[CONSIGNE] Remplacez « concurrence déloyale » par « concurrence illicite » dans le passage du texte sur la concurrence allant de « Cependant, l’usage abusif » à « de concurrence déloyale. », puis réécrivez ce passage.

[EXTRAIT DU TEXTE]
Corinne Champagner KatzLa libre concurrence implique que chacun puisse commercialiser le produit qu’il souhaite.
Cependant, l’usage abusif de cette liberté par certains acteurs économiques a conduit à l’élaboration de la théorie prétorienne de la concurrence déloyale fondée sur les règles de la responsabilité civile.

Cette dernière suppose l’existence d’une faute, d’un préjudice et d’un lien de causalité.

Afin de lutter contre la reproduction par la concurrence d’un nom, d’un produit élaboré par leurs soins, non protégeable au titre d’un droit privatif (brevet, marque, droit d’auteur, dessin ou modèle), les industriels peuvent avoir recours à la législation sanctionnant les actes de concurrence déloyale.
Par un arrêt en date du 3 juin 2008 (Association A VOTRE SERVICE / Société AL HAYAT, pourvoi n°07-15050), le Cour de Cassation a entendu rappeler la possibilité d’agir sur ce fondement afin de voir sanctionné ce type de comportement fautif.
Dans cette espèce, l’association A VOTRE SERVICE, qui a vocation à orienter la communauté musulmane de France vers la consommation de produits agréés est titulaire des marques françaises « AVS A votre service » désignant notamment tous produits de boucherie et charcuterie.

Elle conclut avec les boucheries qu’elle agrée un contrat autorisant le boucher à vendre ses produits sous la marque AVS après contrôle. Constatant que la société AL HAYAT non agréée par l’Association diffusait un calendrier de prières revêtu des marques AVS sans son autorisation, l’Association A VOTRE SERVIXCEE a agi à son encontre en contrefaçon de marque.

La société AL HAYAT invoquait la nullité de la marque, la société AVS a alors formé une demande subsidiaire en concurrence déloyale, qui était donc fondée sur les mêmes faits que ceux invoqués au titre de l’action en contrefaçon.
Suite à l’annulation des marques revendiquées, la Cour d’Appel avait refusé de reconnaître l’existence d’actes de parasitisme au motif que « l’action en concurrence déloyale pour agissements parasitaires, si les marques n’avaient pas été annulées, n’aurait pu être fondée que sur des faits distincts de ceux de contrefaçon des marques ».

[ENTRÉES EXTRAITES]

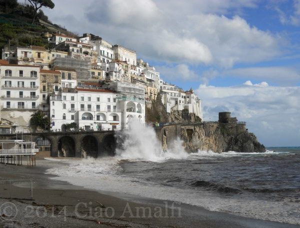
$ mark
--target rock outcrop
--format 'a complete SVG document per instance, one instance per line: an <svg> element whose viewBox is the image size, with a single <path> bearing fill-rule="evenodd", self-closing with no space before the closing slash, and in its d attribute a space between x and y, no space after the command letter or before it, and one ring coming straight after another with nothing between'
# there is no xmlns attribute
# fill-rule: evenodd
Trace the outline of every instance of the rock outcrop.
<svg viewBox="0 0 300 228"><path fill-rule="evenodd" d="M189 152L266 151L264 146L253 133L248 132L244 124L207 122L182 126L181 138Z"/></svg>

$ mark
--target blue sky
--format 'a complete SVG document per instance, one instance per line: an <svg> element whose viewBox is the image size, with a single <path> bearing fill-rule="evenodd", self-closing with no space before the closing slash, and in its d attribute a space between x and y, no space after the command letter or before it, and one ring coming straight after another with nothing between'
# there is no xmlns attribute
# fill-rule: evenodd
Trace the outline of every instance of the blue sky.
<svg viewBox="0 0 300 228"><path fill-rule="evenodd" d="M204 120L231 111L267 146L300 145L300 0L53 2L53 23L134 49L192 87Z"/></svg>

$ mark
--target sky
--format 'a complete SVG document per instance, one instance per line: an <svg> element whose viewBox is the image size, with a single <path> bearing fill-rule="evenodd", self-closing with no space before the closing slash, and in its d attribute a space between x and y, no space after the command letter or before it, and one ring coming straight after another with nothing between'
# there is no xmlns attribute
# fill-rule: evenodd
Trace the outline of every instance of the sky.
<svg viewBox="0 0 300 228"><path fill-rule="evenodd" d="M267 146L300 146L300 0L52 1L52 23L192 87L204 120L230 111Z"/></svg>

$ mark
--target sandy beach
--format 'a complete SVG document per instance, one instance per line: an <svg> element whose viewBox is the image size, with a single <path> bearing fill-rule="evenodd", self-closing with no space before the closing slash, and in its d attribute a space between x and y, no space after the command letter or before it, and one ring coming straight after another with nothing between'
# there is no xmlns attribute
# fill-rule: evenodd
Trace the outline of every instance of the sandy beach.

[RÉPONSE FINALE]
Cependant, l’usage abusif de cette liberté par certains acteurs économiques a conduit à l’élaboration de la théorie prétorienne de la concurrence illicite fondée sur les règles de la responsabilité civile.

Cette dernière suppose l’existence d’une faute, d’un préjudice et d’un lien de causalité.

Afin de lutter contre la reproduction par la concurrence d’un nom, d’un produit élaboré par leurs soins, non protégeable au titre d’un droit privatif (brevet, marque, droit d’auteur, dessin ou modèle), les industriels peuvent avoir recours à la législation sanctionnant les actes de concurrence illicite.